Pages

Minggu, 09 April 2017

DUA KUBU LGBT

DUA KUBU LGBT

Kasus LGBT mulai jadi pembahasan memuakkan. Kenapa? Bukan karena LGBTnya, tapi orang-orang yang membahasnya, baik yang pro maupun yang kontra.

Dua kubu ini saling serang dengan 'kecerdasan' dan 'iman' masing-masing.
Yang kontra akan menyudutkan mereka yang pro dengan sebutan, "orang sok peduli HAM" "Orang bodoh" "Orang tak bermoral" "liberal." Sedangkan mereka yang pro akan menyudutkan mereka yang kontra dengan sebutan, "orang sok suci" "berpikiran sempit" "iman dangkal" "radikal" "bodoh" "tidak mau belajar."

Catatan Terlampir:
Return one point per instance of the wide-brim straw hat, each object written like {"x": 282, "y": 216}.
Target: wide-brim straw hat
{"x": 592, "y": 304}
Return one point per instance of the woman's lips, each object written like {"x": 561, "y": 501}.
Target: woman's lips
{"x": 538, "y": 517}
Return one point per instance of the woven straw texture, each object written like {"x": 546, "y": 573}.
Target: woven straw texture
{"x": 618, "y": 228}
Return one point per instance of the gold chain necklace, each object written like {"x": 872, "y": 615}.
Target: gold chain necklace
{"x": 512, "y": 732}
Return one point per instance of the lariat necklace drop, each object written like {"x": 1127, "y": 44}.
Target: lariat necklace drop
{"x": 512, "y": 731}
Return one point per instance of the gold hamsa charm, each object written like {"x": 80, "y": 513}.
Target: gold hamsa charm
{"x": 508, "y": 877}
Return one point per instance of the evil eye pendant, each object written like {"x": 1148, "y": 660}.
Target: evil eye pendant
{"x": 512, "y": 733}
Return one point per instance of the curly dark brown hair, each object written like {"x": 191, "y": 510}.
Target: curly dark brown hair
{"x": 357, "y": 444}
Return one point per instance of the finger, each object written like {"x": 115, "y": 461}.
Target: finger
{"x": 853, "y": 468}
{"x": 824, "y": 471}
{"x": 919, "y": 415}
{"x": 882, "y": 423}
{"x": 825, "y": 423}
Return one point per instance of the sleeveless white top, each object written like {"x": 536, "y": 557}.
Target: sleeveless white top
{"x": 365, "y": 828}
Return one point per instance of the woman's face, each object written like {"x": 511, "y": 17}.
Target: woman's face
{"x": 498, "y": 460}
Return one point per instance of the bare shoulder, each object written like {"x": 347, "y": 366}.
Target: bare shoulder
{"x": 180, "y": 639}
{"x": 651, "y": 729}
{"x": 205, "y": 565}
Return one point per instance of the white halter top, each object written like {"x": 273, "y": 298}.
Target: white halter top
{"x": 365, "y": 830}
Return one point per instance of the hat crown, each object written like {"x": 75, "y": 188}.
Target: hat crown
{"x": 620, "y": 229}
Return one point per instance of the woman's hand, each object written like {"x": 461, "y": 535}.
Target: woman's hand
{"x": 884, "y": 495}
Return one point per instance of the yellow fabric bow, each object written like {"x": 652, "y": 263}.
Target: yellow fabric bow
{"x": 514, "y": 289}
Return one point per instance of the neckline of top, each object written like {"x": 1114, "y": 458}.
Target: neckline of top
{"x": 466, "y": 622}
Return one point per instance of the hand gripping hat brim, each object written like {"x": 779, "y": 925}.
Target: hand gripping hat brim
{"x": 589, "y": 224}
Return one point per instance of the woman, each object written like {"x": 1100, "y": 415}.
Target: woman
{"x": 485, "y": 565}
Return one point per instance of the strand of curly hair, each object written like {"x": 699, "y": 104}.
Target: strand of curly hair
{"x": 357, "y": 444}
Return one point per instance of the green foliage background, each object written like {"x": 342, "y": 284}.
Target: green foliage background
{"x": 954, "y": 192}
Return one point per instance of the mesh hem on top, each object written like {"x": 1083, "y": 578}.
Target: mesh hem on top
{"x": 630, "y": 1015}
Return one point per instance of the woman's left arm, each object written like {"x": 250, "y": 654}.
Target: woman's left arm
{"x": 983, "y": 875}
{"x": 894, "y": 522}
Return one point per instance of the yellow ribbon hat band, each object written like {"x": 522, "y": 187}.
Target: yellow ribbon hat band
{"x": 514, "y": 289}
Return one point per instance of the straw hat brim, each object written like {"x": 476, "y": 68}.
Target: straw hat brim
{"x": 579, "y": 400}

Daftar Tugas:
1. Ganti sebutan "kontra" menjadi "anti" pada teks tentang dua kubu LGBT. Tulis ulang bagian dari kalimat yang memuat "Minggu, 09 April" dan berhenti setelah "dan 'iman' masing-masing.".
2. Sebutkan semua sebutan yang dipakai kubu pro untuk menyudutkan kubu kontra dalam teks tentang dua kubu LGBT.
3. Jawab pertanyaan berikut berdasarkan teks tentang dua kubu LGBT.
(a) Pada tanggal berapa tulisan itu dimuat?
(b) Menurut teks, apa yang membuat pembahasan kasus LGBT memuakkan?
(c) Dengan apa kedua kubu saling serang?
Catatan tersebut tidak diperlukan untuk mengerjakan tugas apa pun.

Pembahasan Jawaban:
1.
Minggu, 09 April 2017

DUA KUBU LGBT

DUA KUBU LGBT

Kasus LGBT mulai jadi pembahasan memuakkan. Kenapa? Bukan karena LGBTnya, tapi orang-orang yang membahasnya, baik yang pro maupun yang anti.

Dua kubu ini saling serang dengan 'kecerdasan' dan 'iman' masing-masing.

2. "orang sok suci", "berpikiran sempit", "iman dangkal", "radikal", "bodoh", "tidak mau belajar"

3.
(a) Minggu, 09 April 2017.
(b) Orang-orang yang membahasnya, baik yang pro maupun yang kontra, bukan LGBT-nya.
(c) Dengan 'kecerdasan' dan 'iman' masing-masing.